◆ **GIVEN TASK A**: Name every distinct username that heads a post in the forum thread on the Burton Custom Marilyn Monroe snowboard.

◆ **TEXT PASSAGE**:
================
# Burton Custom Marilyn Monroe



## Kevin137 (May 5, 2013)

Custom Marilyn Snowboard | Burton Snowboards

You mean this link...? 

I don't get it though, why do men feel the need to buy this commercialized crap that has nothing to do with snowboarding....

Ooooh look at me 

Sorry to rain on your parade, but it is just childish to think it makes you look cool...! And you may think that is harsh, but I rip my mate to pieces for the same thing every time he brings out his Pamela Anderson board...!!!


----------



## linvillegorge (Jul 6, 2009)

If someone likes the graphic, who cares?


----------



## Kevin137 (May 5, 2013)

I get that, but it doesn't make you cool, though, and for the most part, the type of people who would like this, have no idea that you are paying over the top, simply for a graphic that really has no place being on a snowboard... Haha

It also makes people think it is collectible, and worth more, so they pay more... All a marketing con... 

That same picture, on the wall though, may be considered cool...


----------



## PlanB (Nov 21, 2014)

Kevin137 said:


> have no idea that you are paying over the top, simply for a graphic that really has no place being on a snowboard....


Just curious, what graphic does have a place on a snowboard?


----------



## linvillegorge (Jul 6, 2009)
================
◆ **EXERCISE INPUT**:
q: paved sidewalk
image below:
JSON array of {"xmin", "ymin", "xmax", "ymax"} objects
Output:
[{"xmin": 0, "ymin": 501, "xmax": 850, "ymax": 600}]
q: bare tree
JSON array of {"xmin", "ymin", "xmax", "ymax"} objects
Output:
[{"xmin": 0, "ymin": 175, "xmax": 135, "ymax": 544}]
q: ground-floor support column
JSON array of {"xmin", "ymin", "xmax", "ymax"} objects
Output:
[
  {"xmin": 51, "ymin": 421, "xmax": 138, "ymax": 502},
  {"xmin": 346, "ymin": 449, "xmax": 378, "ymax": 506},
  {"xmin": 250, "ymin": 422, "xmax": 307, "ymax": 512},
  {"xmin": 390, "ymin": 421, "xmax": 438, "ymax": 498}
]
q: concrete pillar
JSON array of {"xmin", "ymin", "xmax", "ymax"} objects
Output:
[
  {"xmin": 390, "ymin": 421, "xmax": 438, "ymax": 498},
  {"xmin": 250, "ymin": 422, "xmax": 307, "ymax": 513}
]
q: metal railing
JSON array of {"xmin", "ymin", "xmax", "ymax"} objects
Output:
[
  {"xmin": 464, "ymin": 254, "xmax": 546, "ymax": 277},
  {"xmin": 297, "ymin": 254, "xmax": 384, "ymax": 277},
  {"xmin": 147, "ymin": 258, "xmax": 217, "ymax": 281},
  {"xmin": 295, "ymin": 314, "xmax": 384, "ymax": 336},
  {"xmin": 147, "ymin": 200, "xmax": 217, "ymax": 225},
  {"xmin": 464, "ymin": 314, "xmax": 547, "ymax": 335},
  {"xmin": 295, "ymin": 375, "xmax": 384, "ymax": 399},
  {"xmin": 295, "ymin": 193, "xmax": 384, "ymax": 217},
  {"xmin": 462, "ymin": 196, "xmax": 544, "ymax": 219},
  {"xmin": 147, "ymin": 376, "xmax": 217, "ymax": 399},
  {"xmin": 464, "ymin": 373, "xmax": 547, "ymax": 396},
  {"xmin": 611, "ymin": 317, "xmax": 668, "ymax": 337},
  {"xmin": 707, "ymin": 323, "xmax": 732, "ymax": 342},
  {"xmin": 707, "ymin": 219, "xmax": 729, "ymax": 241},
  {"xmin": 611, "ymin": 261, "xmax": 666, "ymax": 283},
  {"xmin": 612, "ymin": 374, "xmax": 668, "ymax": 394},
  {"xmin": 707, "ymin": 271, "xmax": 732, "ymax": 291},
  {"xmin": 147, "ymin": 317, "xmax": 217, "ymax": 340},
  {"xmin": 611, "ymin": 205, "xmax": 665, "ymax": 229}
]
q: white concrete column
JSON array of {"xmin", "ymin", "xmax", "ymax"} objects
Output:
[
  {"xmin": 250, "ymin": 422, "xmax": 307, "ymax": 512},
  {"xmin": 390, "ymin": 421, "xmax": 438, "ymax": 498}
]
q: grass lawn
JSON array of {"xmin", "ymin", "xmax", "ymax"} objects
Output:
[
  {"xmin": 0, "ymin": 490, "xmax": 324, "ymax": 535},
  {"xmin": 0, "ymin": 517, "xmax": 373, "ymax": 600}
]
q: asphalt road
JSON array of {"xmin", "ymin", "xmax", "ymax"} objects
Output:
================
◆ **GIVEN TASK B**: Transcribe the records line for line, starting at the line that contains "q: white concrete column" and running through the end of the records, both ends included.

◆ **RESPONSE A**: Kevin137, linvillegorge, PlanB

◆ **RESPONSE B**:
q: white concrete column
JSON array of {"xmin", "ymin", "xmax", "ymax"} objects
Output:
[
  {"xmin": 250, "ymin": 422, "xmax": 307, "ymax": 512},
  {"xmin": 390, "ymin": 421, "xmax": 438, "ymax": 498}
]
q: grass lawn
JSON array of {"xmin", "ymin", "xmax", "ymax"} objects
Output:
[
  {"xmin": 0, "ymin": 490, "xmax": 324, "ymax": 535},
  {"xmin": 0, "ymin": 517, "xmax": 373, "ymax": 600}
]
q: asphalt road
JSON array of {"xmin", "ymin", "xmax", "ymax"} objects
Output:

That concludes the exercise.